### MATERIAL PROVIDED
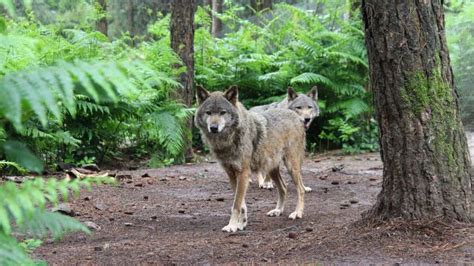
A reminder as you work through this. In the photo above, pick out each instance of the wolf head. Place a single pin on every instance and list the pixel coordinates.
(305, 105)
(217, 111)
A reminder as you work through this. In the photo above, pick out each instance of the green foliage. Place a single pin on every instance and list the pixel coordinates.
(460, 36)
(23, 214)
(71, 95)
(290, 46)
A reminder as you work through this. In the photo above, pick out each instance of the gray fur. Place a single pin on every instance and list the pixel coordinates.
(252, 142)
(305, 105)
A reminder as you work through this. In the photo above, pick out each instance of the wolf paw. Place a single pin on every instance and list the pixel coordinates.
(296, 215)
(231, 228)
(274, 213)
(266, 185)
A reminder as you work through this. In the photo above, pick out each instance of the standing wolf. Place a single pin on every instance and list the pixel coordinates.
(305, 105)
(245, 142)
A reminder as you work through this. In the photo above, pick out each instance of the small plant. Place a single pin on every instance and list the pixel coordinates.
(23, 214)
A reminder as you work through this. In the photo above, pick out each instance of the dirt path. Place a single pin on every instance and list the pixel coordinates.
(174, 216)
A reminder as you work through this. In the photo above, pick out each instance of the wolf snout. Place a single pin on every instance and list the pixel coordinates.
(214, 129)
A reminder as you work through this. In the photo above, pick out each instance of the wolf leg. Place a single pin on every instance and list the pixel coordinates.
(294, 168)
(264, 183)
(238, 218)
(280, 184)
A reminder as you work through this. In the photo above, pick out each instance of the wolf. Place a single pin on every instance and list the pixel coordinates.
(305, 105)
(244, 142)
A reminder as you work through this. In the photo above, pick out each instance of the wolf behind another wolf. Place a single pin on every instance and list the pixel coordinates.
(245, 142)
(305, 105)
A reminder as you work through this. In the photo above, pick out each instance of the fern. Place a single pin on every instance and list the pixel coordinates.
(42, 89)
(171, 130)
(311, 78)
(22, 212)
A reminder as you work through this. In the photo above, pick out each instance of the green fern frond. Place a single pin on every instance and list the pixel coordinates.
(20, 202)
(42, 89)
(311, 78)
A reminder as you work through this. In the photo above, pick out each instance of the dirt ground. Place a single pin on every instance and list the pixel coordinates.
(174, 216)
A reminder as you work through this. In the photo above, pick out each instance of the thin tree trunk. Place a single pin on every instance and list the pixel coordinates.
(259, 5)
(217, 8)
(130, 20)
(208, 6)
(182, 42)
(427, 167)
(101, 24)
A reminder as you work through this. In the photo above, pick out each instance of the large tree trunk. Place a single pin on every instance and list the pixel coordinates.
(101, 24)
(426, 171)
(217, 7)
(182, 42)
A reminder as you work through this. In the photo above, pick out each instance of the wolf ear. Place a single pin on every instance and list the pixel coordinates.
(202, 94)
(313, 93)
(291, 94)
(232, 94)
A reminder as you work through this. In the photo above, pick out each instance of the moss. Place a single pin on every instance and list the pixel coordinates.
(431, 98)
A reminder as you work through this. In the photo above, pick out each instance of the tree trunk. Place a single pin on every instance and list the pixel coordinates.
(182, 42)
(130, 20)
(101, 24)
(259, 5)
(216, 22)
(354, 7)
(426, 171)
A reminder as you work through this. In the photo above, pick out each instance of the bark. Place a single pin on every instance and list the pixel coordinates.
(130, 20)
(182, 42)
(259, 5)
(207, 4)
(101, 24)
(217, 8)
(355, 6)
(427, 167)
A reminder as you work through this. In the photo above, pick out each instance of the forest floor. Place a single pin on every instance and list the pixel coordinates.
(174, 215)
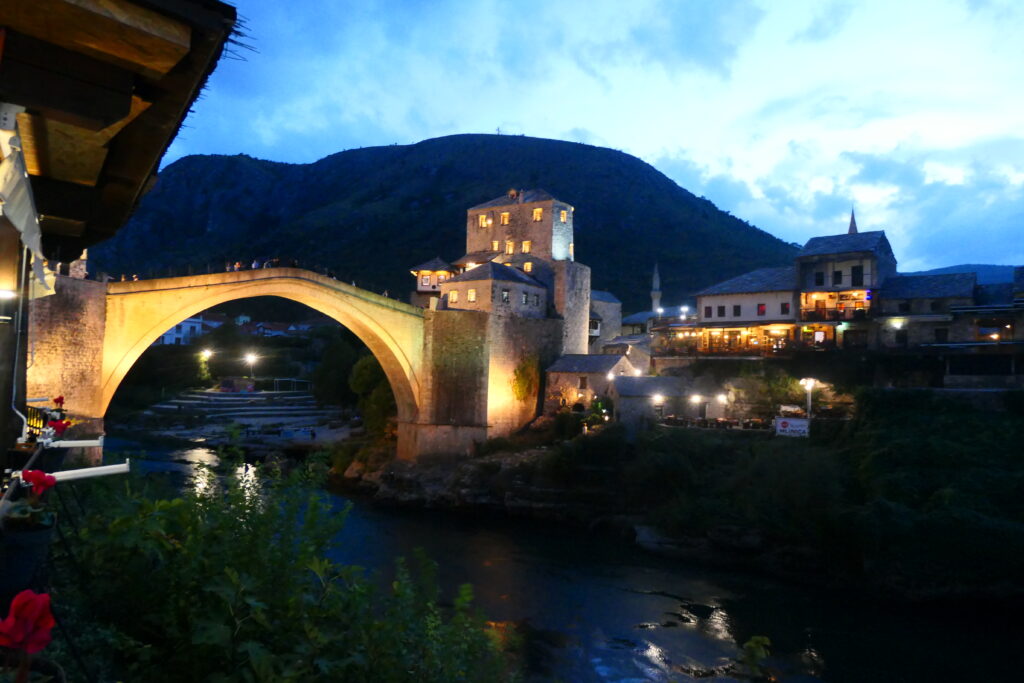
######
Any pictures should be dropped; transcribe the rest of the records above exactly.

# SOLUTION BELOW
A reminder as you work through this. In the photo above, pick out each instance of the wolf head. Place a single pin on every instance and list the pixel coordinates.
(305, 105)
(217, 111)
A reminder as you work through this. In the photo above, pick out each instance of the green foliage. Place a single pin on every instance and list the pixel coordinates.
(460, 36)
(23, 214)
(71, 95)
(290, 46)
A reminder as you work through this. In the photo above, pick out each instance of the gray fur. Place a single pin on every instance and list the pixel coordinates.
(252, 142)
(305, 105)
A reminder as you work through this. In the photo above, pick out each instance of the wolf paw. Place a single pin on every instance and list the pixel coordinates.
(296, 215)
(231, 228)
(274, 213)
(266, 185)
A reminder as you work through this. In the photo above, pick out each instance of the standing wolf. Place a single pin on every instance and list the pixel coordinates.
(305, 105)
(245, 142)
A reminder as you work through this. In the photo above, pick out each instance of the small plant. Place a single pin on every instance and list the pixel coordinates.
(23, 214)
A reminder as you work through this. In the photo above, pick out each instance of the dirt path. Place a single pin on every instance and list the pixel coordinates.
(174, 216)
A reminder as you work through this. In the photo above, pick out each instance of the wolf snout. Place a single pin on every instance and list the pixel coordinates.
(214, 129)
A reminder as you work through this. In the photo above, pick out each instance of the wolf leg. Place a single pin on every instance and list the pixel coordinates.
(294, 168)
(264, 183)
(238, 218)
(280, 184)
A reminder as you work through this. In the photo above, pick out each instance of the wolf. Place a single pin on every instance and list the pixel coordinates.
(305, 105)
(244, 142)
A reminder as you work through this. In the photo above, pick out each instance of the wolf behind another wolf. Place a single pin on every instance and list the pixel coordinates.
(245, 142)
(305, 105)
A reminder as you work through this. In the photo above, pick out each instance of the fern. Place a single pin on every instance and list the pixel coordinates.
(42, 89)
(171, 130)
(311, 78)
(22, 212)
A reminder as you work through this. In the photo above, pick out each instance of the green fern frond. Place a single pin on every instance and list the pixel coordinates.
(20, 202)
(42, 89)
(311, 78)
A reminder as you work through this. In the photo above, pick out each instance of the dirt ground. Place a single pin on every instance and list the pixel coordinates.
(174, 216)
A reminder as you work through this. In the photo above, pick out each instance of the thin tree trunk. Place a single pin on every instance and list the pixel coordinates.
(259, 5)
(217, 8)
(130, 20)
(208, 6)
(182, 42)
(427, 167)
(101, 24)
A reminder as you work through this. In the photo above, pick out each instance of the large tree trunk. Place a single pin on every instance and list the pixel coordinates.
(101, 24)
(426, 171)
(217, 7)
(182, 42)
A reminder as you work through this. In the photo above, pick out each instance of the wolf ear. Place a single pin on every instance and list the pixel coordinates.
(202, 94)
(313, 93)
(291, 94)
(232, 94)
A reminder as you work through this. In the photo above, pick out each instance of the moss. Place a single pin on every instance and list the pixel coordinates.
(431, 98)
A reminder as you work through this. In the photo above, pick out each instance of the tree trunk. Place a single pin on every instance and list the pixel coordinates.
(182, 42)
(130, 20)
(101, 24)
(259, 5)
(216, 22)
(354, 7)
(426, 171)
A reminder as you work through this. In the photo above, pick out each instance of the bark. Place a single pin on every instance and list the pixel coordinates.
(130, 20)
(182, 42)
(259, 5)
(207, 4)
(101, 24)
(217, 8)
(355, 6)
(427, 167)
A reminder as you work through this. In the photo above, pick out each instance of the forest floor. Place a single pin on every instance and list the pixel coordinates.
(174, 215)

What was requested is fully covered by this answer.